Exercise prompt. Repeat the lines word for word, starting at the first line and ending at the line containing "box: [0, 301, 624, 425]".

Provided records.

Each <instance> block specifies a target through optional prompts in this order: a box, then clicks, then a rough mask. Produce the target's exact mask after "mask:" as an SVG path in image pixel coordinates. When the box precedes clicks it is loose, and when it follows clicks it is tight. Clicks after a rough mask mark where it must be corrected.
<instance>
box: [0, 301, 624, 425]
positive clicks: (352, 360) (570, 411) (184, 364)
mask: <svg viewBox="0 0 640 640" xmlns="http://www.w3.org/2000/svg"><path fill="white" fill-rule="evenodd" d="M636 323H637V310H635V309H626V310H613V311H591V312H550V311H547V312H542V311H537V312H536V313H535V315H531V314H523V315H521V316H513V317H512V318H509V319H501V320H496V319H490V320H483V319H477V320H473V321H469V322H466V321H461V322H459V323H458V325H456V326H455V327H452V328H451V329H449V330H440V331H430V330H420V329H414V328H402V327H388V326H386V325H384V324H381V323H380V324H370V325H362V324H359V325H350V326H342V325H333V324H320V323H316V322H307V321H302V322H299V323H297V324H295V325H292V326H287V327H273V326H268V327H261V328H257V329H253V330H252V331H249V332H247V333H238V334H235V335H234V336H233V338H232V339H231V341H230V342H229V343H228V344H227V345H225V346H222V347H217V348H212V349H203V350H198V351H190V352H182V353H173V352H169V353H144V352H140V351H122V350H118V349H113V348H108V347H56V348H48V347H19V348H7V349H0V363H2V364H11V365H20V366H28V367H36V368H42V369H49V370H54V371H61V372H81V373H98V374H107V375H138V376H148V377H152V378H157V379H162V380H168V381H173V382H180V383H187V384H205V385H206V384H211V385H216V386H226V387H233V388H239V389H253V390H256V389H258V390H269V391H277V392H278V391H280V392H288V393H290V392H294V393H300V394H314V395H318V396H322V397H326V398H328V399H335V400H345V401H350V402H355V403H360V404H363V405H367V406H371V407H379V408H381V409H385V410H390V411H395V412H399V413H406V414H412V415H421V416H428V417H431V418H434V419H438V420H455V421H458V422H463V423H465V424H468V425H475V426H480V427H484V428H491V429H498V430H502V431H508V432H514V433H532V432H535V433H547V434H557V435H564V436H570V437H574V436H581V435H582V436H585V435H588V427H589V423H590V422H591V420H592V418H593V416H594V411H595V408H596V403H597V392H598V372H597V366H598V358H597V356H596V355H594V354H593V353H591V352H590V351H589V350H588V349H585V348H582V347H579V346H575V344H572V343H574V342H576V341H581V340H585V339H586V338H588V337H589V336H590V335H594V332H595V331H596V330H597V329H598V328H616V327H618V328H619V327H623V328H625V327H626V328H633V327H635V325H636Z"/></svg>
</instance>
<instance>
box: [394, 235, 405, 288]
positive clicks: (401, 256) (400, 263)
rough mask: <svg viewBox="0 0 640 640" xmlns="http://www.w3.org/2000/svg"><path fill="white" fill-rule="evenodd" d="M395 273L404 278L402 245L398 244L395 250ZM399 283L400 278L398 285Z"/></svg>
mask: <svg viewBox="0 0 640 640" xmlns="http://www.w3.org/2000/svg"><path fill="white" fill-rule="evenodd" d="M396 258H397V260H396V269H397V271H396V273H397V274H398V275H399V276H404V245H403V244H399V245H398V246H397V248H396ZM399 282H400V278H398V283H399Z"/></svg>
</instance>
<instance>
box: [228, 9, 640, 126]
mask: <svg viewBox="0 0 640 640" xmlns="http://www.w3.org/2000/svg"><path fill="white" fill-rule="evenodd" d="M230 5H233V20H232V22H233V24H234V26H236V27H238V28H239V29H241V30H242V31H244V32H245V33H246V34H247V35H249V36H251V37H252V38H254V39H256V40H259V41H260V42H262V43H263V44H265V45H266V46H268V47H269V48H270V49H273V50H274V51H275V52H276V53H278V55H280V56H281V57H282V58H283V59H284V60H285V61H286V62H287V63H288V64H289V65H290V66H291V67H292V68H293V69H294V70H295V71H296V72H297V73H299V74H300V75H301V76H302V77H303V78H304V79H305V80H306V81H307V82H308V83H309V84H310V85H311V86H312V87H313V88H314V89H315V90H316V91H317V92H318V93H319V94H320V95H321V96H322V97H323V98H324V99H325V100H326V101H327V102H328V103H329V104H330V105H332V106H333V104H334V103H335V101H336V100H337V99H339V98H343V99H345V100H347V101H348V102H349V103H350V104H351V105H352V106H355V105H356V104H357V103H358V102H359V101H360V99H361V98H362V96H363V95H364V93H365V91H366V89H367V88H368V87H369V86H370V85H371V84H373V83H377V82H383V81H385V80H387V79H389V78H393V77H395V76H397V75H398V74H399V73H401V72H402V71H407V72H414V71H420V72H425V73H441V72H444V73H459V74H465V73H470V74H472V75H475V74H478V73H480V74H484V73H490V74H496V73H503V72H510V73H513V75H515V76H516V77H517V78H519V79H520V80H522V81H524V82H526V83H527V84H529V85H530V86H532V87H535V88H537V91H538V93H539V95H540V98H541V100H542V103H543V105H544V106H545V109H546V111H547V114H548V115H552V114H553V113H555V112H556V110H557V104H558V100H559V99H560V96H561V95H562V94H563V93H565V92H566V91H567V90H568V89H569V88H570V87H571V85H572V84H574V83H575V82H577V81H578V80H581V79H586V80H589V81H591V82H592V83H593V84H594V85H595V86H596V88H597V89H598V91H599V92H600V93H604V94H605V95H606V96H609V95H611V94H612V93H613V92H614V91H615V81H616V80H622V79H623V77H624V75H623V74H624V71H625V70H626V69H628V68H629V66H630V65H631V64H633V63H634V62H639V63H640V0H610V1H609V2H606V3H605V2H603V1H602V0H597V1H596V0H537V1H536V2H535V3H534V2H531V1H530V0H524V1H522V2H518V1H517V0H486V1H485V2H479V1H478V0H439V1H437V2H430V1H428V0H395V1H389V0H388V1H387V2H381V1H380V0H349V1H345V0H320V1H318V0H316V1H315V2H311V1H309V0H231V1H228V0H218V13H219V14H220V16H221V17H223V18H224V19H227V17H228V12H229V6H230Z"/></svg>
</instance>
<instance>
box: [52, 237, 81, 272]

Response to the task.
Each <instance> block specifies a target through optional prompts in this order: a box, then clicks, then a rough mask. Produce the target's exact mask after "mask:" as an SVG path in image pixel coordinates. When the box precedes clicks it is loose, and when it follows clicks it is tight. Clicks after a rough mask mark where it must be corrected.
<instance>
box: [0, 301, 624, 425]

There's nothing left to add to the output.